→ SÉRIE DE TÂCHES:
1 – Dans le texte sur la mine de Canari, résumez sous forme de liste le paragraphe commençant par « En 2009, des travaux de stabilisation », en conservant ses faits principaux.
2 – Recopiez mot pour mot le passage du texte sur la mine de Canari, de « En 1965, les » à « du Cap Corse. ».
3 – Poursuivez le texte sur la mine de Canari à partir de l'endroit où il s'arrête.

→ TEXTE FOURNI:
====

En 1965, les alertes sanitaires et surtout l'épuisement de la ressource entraînent la fermeture de la mine de Canari. Le site est laissé à l'abandon pendant 40 ans, exposant ses fibres aux quatre vents, sur le versant ouest du Cap Corse.
Un titanesque chantier de réhabilitation
En 2009, des travaux de stabilisation des abords de l’usine sont entrepris. 11 millions d'euros sont investis pour terrasser les roches amiantifères et protéger l'environnement d'un éventuel glissement de terrain et des milliards de fibres cancérigènes qui seraient alors soulevées.Pour les ouvriers commencent un chantier titanesque qui durera deux ans. Pour se protéger, tous les employés portent combinaison et masque à ventilation assistée, prennent trois douches par jour et ne restent pas plus de 2h30 sur le site. Pour éviter la dispersion des fibres d'amiante, de l'eau de mer est stockée dans des cuves d'eau puis aspergée sur le chantier.

====

Entrées de pointage et d'étiquetage
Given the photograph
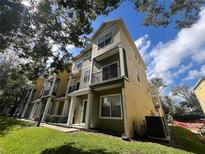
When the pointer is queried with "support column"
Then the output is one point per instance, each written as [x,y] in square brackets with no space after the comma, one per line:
[65,108]
[46,108]
[56,108]
[69,84]
[126,125]
[71,111]
[122,63]
[52,86]
[24,111]
[33,110]
[91,72]
[26,106]
[89,111]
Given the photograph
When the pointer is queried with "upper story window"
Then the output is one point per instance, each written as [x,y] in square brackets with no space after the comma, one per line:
[111,106]
[78,64]
[86,76]
[87,56]
[105,40]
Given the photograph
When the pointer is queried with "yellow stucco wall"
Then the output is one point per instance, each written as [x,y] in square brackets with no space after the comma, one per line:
[138,101]
[105,124]
[200,94]
[64,77]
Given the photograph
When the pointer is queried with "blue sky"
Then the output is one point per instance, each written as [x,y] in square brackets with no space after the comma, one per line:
[178,56]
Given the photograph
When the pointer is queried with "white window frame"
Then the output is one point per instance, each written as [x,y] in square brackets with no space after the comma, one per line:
[103,37]
[88,76]
[100,107]
[118,69]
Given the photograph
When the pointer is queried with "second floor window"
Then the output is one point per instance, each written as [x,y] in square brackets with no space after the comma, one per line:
[78,64]
[86,76]
[110,106]
[105,40]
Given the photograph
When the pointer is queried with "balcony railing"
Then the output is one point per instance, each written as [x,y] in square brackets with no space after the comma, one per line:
[106,75]
[73,88]
[46,92]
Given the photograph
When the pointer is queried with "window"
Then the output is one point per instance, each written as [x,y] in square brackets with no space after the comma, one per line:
[110,71]
[86,76]
[108,38]
[101,43]
[87,56]
[110,106]
[105,40]
[78,64]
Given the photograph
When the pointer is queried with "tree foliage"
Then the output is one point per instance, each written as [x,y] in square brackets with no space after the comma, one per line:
[14,86]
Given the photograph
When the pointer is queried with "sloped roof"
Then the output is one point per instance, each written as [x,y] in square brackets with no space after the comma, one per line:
[118,20]
[198,82]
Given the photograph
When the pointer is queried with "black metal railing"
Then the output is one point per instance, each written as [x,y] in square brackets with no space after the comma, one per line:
[106,74]
[46,92]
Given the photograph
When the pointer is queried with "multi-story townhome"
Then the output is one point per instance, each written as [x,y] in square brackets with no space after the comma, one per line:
[107,87]
[48,97]
[30,109]
[154,93]
[199,90]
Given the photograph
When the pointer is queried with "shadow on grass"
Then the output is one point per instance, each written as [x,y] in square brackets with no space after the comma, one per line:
[7,123]
[69,148]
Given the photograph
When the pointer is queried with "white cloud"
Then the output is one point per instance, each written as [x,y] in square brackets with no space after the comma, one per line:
[189,45]
[143,45]
[182,69]
[193,74]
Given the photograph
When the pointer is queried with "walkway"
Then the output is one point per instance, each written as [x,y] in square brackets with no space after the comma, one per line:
[59,128]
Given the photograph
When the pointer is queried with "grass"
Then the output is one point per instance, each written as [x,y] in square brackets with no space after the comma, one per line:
[193,145]
[21,139]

====

→ RÉSULTATS ATTENDUS:
1 –
- 2009 : début des travaux de stabilisation des abords de l'usine.
- 11 millions d'euros investis pour terrasser les roches amiantifères et protéger l'environnement d'un éventuel glissement de terrain et des milliards de fibres cancérigènes qu'il soulèverait.
- Durée du chantier : deux ans.
- Protection des employés : combinaison, masque à ventilation assistée, trois douches par jour, pas plus de 2h30 sur le site.
- Lutte contre la dispersion des fibres d'amiante : eau de mer stockée dans des cuves puis aspergée sur le chantier.

2 –
En 1965, les alertes sanitaires et surtout l'épuisement de la ressource entraînent la fermeture de la mine de Canari. Le site est laissé à l'abandon pendant 40 ans, exposant ses fibres aux quatre vents, sur le versant ouest du Cap Corse.

3 –
Les travaux de réhabilitation n'ont pas concerné l'usine, restée en l'état. La cérémonie qui s'est déroulée vendredi a rendu hommage aux 1.400 ouvriers qui ont travaillé dans la mine d'amiante de Canari entre 1926 et 1965. Combien y ont laissé la vie ?
Selon un rapport du Sénat de 2005, l’utilisation de l’amiante, interdite depuis 1997, est responsable de 35.000 décès survenus entre 1965 et 1995 en France, et serait responsable de 65.000 à 100.000 décès d'ici 2030.
En 2013, 80 dossiers ont été déposés auprès d'Ardeva, l'association régionale de défense des victimes de l'amiante. Parmi ces plaignants, cinquante d'entre eux sont morts depuis.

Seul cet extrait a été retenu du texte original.